## SUPPLIED TEXT
################

Posts Tagged ‘highly contractionary’

Obama Keeps Lying About The Economy

August 12, 2010

“Fish story.”  “Such statements hurt his credibility.”  Let’s just call it what it is: a pile of lies from a profoundly dishonest man.

JULY 21, 2010
Obama’s Economic Fish Stories
On unemployment, the president claims that the stimulus bill was several times more potent than his chief economic adviser estimates. Such statements hurt his credibility.
By MICHAEL J. BOSKIN

A president’s most valuable asset—with voters, Congress, allies and enemies—is credibility. So it is unfortunate when extreme exaggeration emanates from the White House.

All presidents wind up saying some things that make even their own economists cringe (often the brainchild of political advisers unconstrained by economic principles, facts or arithmetic). Usually, economic advisers manage to correct these problematic statements before delivery. Sometimes they get channeled into relatively harmless nonsense, such as President Gerald Ford’s “Whip Inflation Now” buttons. Other times they produce damaging policies, such as President Richard Nixon’s wage and price controls. The most illiterate statement was President Jimmy Carter’s late-1970s plea to the Federal Reserve to lower interest rates to combat high inflation, the exact opposite of what it should do. Not surprisingly, the value of the dollar collapsed.

boskin

Martin Kozlowski

President Obama says “every economist who’s looked at it says that the Recovery Act has done its job”—i.e., the stimulus bill has turned the economy around. That’s nonsense. Opinions differ widely and many leading economists believe that its impact has been small. Why? The expectation of future spending and future tax hikes to pay for the stimulus and Mr. Obama’s vast expansion of government are offsetting the direct short-run expansionary effect. That is standard in all macroeconomic theories.

So, as I and others warned in 2008, the permanent government expansion and higher tax rate agenda is a classic example of what not to do during bad economic times. Worse yet, all the subsidies, bailouts, regulations and mandates are forcing noncommercial decisions on the economy, which now awaits literally thousands of new diktats as a result of things like ObamaCare and the financial reform bill. The uncertainty is impeding investment and hiring.

The president does not say that economists agree that the high future taxes to finance the stimulus will hurt the economy. (The University of Chicago’s Harald Uhlig estimates $3.40 of lost output for every dollar of government spending.) Either the president is not being told of serious alternative viewpoints, or serious viewpoints are defined as only those that support his position. In either case, he is being ill-served by his staff.

Mr. Obama’s economic statements are increasingly divorced not only from competing viewpoints but from those of his own economic advisers. It is surprising how many numerically challenged pronouncements come from this most scripted and political of White Houses. One slip is eventually forgiven, but when a pattern emerges, no one believes it is an accident.

For example, on the anniversary of the stimulus bill, Mr. Obama declared, “It is largely thanks to the Recovery Act that a second Depression is no longer a possibility.” Yet his Council of Economic Advisers just estimated the stimulus bill’s effect on GDP at its trough was 1%-2%.

################

## EXERCISE TASK A
State how many lines of the records contain the string "chimney". Give only the number.
The records that follow have no connection to the economy post above.

## DATA FOR THE TASK
################

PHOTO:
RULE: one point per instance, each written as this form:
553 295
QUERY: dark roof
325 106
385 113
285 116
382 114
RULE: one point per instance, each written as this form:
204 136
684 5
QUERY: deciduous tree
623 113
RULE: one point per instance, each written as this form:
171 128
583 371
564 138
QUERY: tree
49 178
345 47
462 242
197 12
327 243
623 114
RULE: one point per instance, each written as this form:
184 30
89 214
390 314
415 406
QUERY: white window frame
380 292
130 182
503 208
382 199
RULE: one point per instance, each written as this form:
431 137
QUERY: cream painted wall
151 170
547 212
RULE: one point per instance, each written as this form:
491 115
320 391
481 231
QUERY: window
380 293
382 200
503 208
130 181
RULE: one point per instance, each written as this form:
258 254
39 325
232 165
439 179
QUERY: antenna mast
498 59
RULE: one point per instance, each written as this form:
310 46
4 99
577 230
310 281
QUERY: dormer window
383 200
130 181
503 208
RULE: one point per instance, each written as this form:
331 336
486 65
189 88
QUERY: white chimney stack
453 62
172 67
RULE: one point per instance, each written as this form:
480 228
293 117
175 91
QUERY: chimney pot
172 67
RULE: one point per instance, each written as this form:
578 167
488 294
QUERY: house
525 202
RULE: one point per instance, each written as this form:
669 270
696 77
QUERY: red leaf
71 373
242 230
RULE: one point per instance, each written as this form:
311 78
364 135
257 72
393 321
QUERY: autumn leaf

################

## EXERCISE TASK B
List every U.S. president the economy post mentions by name.

## TASK RESULT A
2

## TASK RESULT B
Barack Obama, Gerald Ford, Richard Nixon, Jimmy Carter